■ **Brief**
Write out the records that appear below, verbatim and complete, but without pictures.

■ **Data items**

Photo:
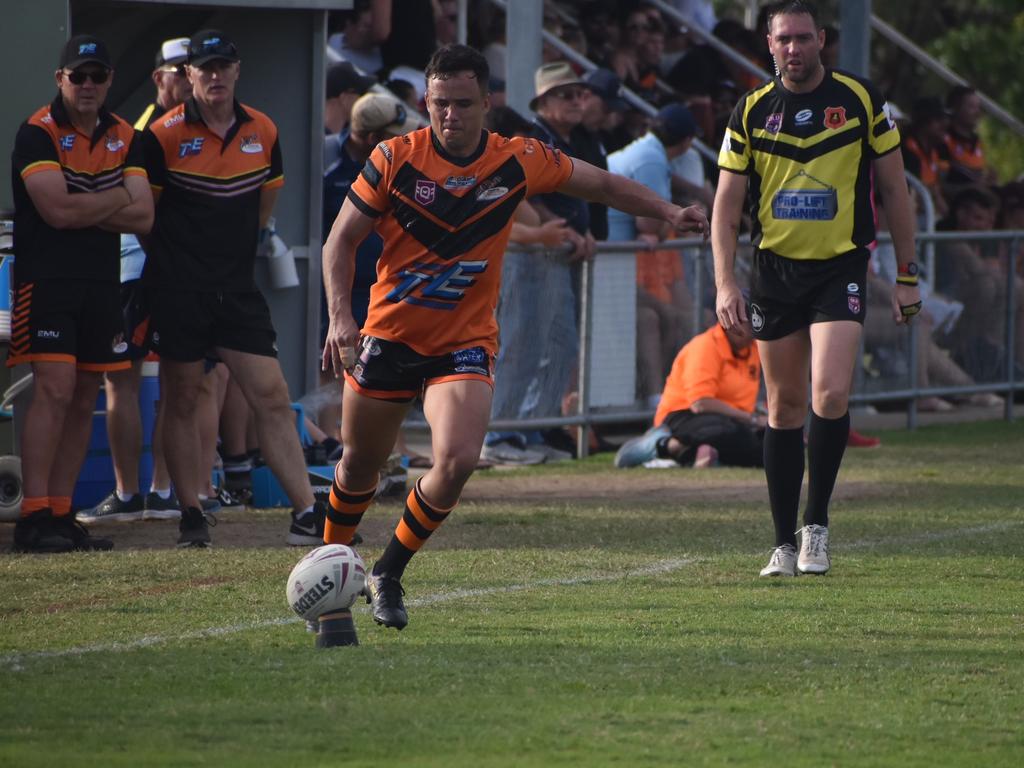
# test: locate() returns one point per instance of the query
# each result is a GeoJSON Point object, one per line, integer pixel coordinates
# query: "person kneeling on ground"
{"type": "Point", "coordinates": [707, 414]}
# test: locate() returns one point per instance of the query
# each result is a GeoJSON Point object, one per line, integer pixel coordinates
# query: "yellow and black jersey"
{"type": "Point", "coordinates": [207, 223]}
{"type": "Point", "coordinates": [49, 142]}
{"type": "Point", "coordinates": [809, 161]}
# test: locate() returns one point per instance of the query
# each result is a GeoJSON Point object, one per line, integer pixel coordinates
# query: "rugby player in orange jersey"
{"type": "Point", "coordinates": [442, 199]}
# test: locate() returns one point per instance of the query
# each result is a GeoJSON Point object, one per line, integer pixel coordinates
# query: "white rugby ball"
{"type": "Point", "coordinates": [328, 579]}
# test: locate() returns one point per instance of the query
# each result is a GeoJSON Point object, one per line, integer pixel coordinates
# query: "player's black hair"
{"type": "Point", "coordinates": [794, 7]}
{"type": "Point", "coordinates": [455, 57]}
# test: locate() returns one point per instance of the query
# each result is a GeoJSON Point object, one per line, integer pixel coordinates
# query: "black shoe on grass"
{"type": "Point", "coordinates": [194, 530]}
{"type": "Point", "coordinates": [384, 595]}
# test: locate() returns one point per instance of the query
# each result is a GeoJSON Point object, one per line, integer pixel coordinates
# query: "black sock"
{"type": "Point", "coordinates": [784, 472]}
{"type": "Point", "coordinates": [826, 440]}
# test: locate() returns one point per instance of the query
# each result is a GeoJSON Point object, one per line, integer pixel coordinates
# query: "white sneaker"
{"type": "Point", "coordinates": [813, 550]}
{"type": "Point", "coordinates": [506, 453]}
{"type": "Point", "coordinates": [782, 562]}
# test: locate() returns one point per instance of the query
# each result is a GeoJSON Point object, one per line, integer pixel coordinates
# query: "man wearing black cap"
{"type": "Point", "coordinates": [215, 168]}
{"type": "Point", "coordinates": [79, 180]}
{"type": "Point", "coordinates": [344, 85]}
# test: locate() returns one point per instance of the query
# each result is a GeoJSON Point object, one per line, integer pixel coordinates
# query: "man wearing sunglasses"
{"type": "Point", "coordinates": [216, 169]}
{"type": "Point", "coordinates": [79, 180]}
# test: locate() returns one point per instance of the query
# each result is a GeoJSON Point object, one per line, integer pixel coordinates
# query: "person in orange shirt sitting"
{"type": "Point", "coordinates": [708, 411]}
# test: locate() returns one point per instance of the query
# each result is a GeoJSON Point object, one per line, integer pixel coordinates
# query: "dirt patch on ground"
{"type": "Point", "coordinates": [267, 528]}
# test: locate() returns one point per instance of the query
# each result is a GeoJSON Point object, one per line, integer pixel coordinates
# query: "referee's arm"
{"type": "Point", "coordinates": [730, 307]}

■ **Final result**
Photo:
# test: locate() returns one point per instance of the query
# each result is a GeoJSON Point object, one per line, integer pixel coordinates
# query: "person kneeling on ground"
{"type": "Point", "coordinates": [707, 414]}
# test: locate() returns one point per instance of the query
# each result is a GeoJSON Point object, one per line, integer pixel coordinates
# query: "yellow and black jersey"
{"type": "Point", "coordinates": [207, 223]}
{"type": "Point", "coordinates": [49, 142]}
{"type": "Point", "coordinates": [809, 161]}
# test: locate() returns one point per instance of the query
# each result is a GeoJSON Point object, one per line, integer pixel coordinates
# query: "rugby player in orange jersey"
{"type": "Point", "coordinates": [442, 199]}
# test: locate() returns one point per instance of the query
# each result is a GeoJSON Point object, one per line, integer pixel coordinates
# query: "white rugby ball"
{"type": "Point", "coordinates": [328, 579]}
# test: locate() returns one point per instance of the query
# each result is a GeoJSON Point object, one per line, integer pixel coordinates
# query: "player's black hair"
{"type": "Point", "coordinates": [794, 7]}
{"type": "Point", "coordinates": [455, 57]}
# test: locate() returns one point per instance of the query
# each result is a GeoJSON Point object, one per line, integer pixel coordinates
# query: "black shoe on grass"
{"type": "Point", "coordinates": [194, 530]}
{"type": "Point", "coordinates": [384, 595]}
# test: locate() returns one point per instance of the query
# each result is a GeoJSON Point object, one per line, integer pixel coordinates
# query: "black sock"
{"type": "Point", "coordinates": [784, 472]}
{"type": "Point", "coordinates": [826, 440]}
# test: locate() returns one point per instance of the query
# each result is a GeoJSON Point object, one per line, integer pixel coordinates
# query: "white sneaker"
{"type": "Point", "coordinates": [813, 550]}
{"type": "Point", "coordinates": [506, 453]}
{"type": "Point", "coordinates": [782, 562]}
# test: locate() returns one point per instance of the query
# each result is a GeoJSON Point object, one per line, integer pixel coordinates
# query: "man wearing black cap"
{"type": "Point", "coordinates": [215, 168]}
{"type": "Point", "coordinates": [79, 180]}
{"type": "Point", "coordinates": [344, 85]}
# test: locate() returns one point per instance of the query
# each result is a GeoJSON Point object, one per line, integer pixel coordinates
# query: "man wearing sunglasses"
{"type": "Point", "coordinates": [216, 169]}
{"type": "Point", "coordinates": [79, 180]}
# test: locate() returns one point per instance of the query
# each result is a GeoJSON Point object, one per line, integer pixel coordinates
# query: "person in orange shirt sitting"
{"type": "Point", "coordinates": [708, 411]}
# test: locate() returns one point per instance of the query
# each result is a GeoJSON Point object, one per line, integer pixel coordinates
# query: "dirt patch on ground"
{"type": "Point", "coordinates": [267, 528]}
# test: locate() returns one point per instance of the query
# each result is a GeoJSON Point object, one per line, integer pixel coordinates
# query: "referee's arm"
{"type": "Point", "coordinates": [730, 307]}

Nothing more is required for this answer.